### Document passage
_ _ _
About Marte Röling
Marte Röling is a sculptor, painter and designer. From the age of sixteen she took drawing and painting lessons at the National Academy of Visual Arts in Amsterdam. After her training she was asked by Jeanne Roos, who worked for Het Parool, to draw models. There she became acquainted with pop art, which would leave a lasting mark on her later portrait work. She translated this fascination through the use of thick, solid lines around the models she drew.
Since her twenties, Röling has been exhibiting in Europe and the United States with large paintings and sculptures. In 1965 she won the Culture Prize of the municipality of Hilversum. In the 1980s she created iconic, monumental works that became widely known as the portraits of Queen Beatrix and Prince Claus, the Flag Monument at the Academic Medical Center in Amsterdam and the sculpture Non scholae, sed vitae for the University of Groningen.
_ _ _
### Information supplied
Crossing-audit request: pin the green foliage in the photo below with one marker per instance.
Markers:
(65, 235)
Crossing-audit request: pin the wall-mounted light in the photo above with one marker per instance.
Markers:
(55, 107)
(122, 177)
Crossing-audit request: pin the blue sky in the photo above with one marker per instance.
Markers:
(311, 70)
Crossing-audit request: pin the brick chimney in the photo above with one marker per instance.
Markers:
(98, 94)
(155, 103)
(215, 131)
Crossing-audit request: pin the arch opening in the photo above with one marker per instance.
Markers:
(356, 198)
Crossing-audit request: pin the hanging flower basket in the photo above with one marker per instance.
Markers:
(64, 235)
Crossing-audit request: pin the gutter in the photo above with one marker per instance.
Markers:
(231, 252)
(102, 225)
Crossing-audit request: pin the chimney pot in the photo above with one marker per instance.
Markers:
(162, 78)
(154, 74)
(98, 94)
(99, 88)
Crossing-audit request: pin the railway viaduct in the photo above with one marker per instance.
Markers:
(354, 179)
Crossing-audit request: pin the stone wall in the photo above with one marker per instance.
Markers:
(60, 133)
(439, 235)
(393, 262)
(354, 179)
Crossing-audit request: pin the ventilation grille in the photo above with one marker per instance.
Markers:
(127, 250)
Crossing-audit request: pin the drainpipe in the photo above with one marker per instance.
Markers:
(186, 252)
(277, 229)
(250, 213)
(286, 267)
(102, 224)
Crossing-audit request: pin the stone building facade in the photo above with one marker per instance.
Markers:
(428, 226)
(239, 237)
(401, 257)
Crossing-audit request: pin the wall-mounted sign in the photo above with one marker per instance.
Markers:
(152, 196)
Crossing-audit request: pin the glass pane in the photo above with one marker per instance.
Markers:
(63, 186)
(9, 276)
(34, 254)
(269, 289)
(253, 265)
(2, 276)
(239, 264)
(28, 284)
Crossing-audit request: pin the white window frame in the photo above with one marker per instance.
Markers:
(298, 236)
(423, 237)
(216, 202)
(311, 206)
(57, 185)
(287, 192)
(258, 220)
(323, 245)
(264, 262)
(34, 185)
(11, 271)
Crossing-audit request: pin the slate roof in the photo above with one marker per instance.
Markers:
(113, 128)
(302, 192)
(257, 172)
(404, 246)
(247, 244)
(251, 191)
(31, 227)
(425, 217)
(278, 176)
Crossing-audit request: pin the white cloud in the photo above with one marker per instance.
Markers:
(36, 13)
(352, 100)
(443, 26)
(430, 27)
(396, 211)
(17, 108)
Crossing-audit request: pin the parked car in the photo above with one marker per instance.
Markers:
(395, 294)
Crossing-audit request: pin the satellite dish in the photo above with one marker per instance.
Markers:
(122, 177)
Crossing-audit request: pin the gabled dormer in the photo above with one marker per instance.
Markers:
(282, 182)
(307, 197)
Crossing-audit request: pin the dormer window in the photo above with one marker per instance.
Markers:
_ _ _
Summarize the passage about Marte Röling in two sentences. None of the lines are needed here.

Marte Röling is a sculptor, painter and designer who trained at the National Academy of Visual Arts in Amsterdam from the age of sixteen and encountered pop art while drawing models, which shaped her later portraits through thick, solid lines. Since her twenties she has exhibited in Europe and the United States, won the Culture Prize of Hilversum in 1965, and in the 1980s created monumental works including portraits of Queen Beatrix and Prince Claus, the Flag Monument at the Academic Medical Center in Amsterdam, and the sculpture Non scholae, sed vitae for the University of Groningen.